TASK ITEM A —
Please copy the dog food passage from "Fats are also" to "your dog obese.", changing "pork" to "lamb".
TASK ITEM B —
According to the dog food passage, how many essential amino acids do dogs need?

SUPPLIED PASSAGE —
== Segment start ==

How can you ensure that you’re feeding your dog healthy food? What are the key macro proportions? What ingredients should be included? What ingredients should be avoided? Do different breeds need different foods? Which is best, canned, dry or semi-moist foods? Let’s discuss some of these questions so you can better understand what to feed your dog.
Feeding Your Dog Healthy Food
Let’s discuss macros first. We all seem to know about macros now, about finding the balance between the right levels of fat, protein and carbohydrates to make up the perfect calorie intake for us. Well its no different for dogs too, although calorie intake varies a lot compared to humans as dogs vary greatly in size. A good measure for dogs is 5% fat, up to 50% carbohydrate and 10-50% protein with the higher the protein the better, especially for mature dogs. Dogs are omnivores, you may have thought they were carnivores, but yes they can easily live off a mixed diet of plant products and meat. They can even live off a vegetarian diet if there is enough protein and Vitamin D in it.
In terms of protein animal proteins are those most rich in the elements dogs need. There are ten essential amino acids dogs need, they are the building blocks of their cells and they cannot live without them. However their bodies do not produce them so they can only be derived from proteins. High quality proteins have a good balance of all of the amino acids. Dogs can actually tell this and will always select a food high in these amino acids, rather than one low in protein.
Fats are also essential for a healthy dog diet, in fact fats also make their food tasty and get it a richer texture. Dietary fats from animal fats and plant and seed oils provide the most concentrated source of energy in a dog’s diet. They also provide essential fatty acids that cannot be synthesized by a dog’s own body and are carriers of important vitamins around the body. A dog that isn’t getting enough fat in their diet will often have a dull coat, perhaps coarse hair, hair loss, and skin lesions that are vulnerable to infection. Lack of Omega 3 oil results in vision problems and impaired learning ability, while lack of Omega 6 can result in physiologic problems.
However, choice of protein source with leaner fats is always advisable for dogs, because fatty meats such as pork lack the intensity of essential amino acids and fatty acids, but instead make your dog obese.
Look out for allergens in ingredients lists too, because many dogs are allergic to or highly intolerant to some very common ingredients such as wheat, corn, potato, chicken and soy. By eliminating these you should see a surge in digestive health, and it may also address skin and coat health issues as well as lack in energy. Certainly the choice of ingredients in your dog’s food can effect their health and vitality.

== Segment end ==

RAW DATA —
== Segment start ==

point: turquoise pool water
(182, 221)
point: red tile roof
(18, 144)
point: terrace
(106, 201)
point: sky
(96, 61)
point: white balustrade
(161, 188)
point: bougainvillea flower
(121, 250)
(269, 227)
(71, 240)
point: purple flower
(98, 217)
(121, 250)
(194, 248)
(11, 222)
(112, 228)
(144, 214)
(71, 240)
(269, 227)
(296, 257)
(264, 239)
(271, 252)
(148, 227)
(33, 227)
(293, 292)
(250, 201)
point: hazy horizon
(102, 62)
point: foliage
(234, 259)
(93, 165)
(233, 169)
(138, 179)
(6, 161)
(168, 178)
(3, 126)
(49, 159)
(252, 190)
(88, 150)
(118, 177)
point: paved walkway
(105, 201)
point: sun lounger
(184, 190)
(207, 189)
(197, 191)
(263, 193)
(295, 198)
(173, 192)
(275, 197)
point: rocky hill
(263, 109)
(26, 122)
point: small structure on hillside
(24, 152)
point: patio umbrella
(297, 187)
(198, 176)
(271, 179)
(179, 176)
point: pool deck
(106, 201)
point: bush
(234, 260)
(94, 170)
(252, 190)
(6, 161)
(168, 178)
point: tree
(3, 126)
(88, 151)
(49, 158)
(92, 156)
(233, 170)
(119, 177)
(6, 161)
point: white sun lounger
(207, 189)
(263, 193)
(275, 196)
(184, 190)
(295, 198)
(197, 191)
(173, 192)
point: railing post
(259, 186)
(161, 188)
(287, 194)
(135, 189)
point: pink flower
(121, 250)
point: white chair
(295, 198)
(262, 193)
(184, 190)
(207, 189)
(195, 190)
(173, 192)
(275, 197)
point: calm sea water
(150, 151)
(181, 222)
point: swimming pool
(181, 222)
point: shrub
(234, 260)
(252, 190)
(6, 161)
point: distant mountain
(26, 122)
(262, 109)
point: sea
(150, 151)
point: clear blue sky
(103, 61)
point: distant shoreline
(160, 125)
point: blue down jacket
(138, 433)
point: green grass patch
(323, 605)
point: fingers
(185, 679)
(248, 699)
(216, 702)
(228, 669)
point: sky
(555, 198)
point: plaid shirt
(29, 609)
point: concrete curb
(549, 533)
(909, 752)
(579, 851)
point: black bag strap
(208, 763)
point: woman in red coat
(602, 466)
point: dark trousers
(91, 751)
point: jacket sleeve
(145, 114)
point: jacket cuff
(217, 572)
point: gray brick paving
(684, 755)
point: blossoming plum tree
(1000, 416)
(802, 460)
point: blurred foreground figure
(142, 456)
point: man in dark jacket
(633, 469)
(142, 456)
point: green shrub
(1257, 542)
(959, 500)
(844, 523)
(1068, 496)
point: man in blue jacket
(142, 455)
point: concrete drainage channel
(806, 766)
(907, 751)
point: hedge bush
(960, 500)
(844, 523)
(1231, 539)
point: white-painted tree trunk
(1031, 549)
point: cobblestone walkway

== Segment end ==

OUTPUT A —
Fats are also essential for a healthy dog diet, in fact fats also make their food tasty and get it a richer texture. Dietary fats from animal fats and plant and seed oils provide the most concentrated source of energy in a dog’s diet. They also provide essential fatty acids that cannot be synthesized by a dog’s own body and are carriers of important vitamins around the body. A dog that isn’t getting enough fat in their diet will often have a dull coat, perhaps coarse hair, hair loss, and skin lesions that are vulnerable to infection. Lack of Omega 3 oil results in vision problems and impaired learning ability, while lack of Omega 6 can result in physiologic problems.
However, choice of protein source with leaner fats is always advisable for dogs, because fatty meats such as lamb lack the intensity of essential amino acids and fatty acids, but instead make your dog obese.

OUTPUT B —
Ten.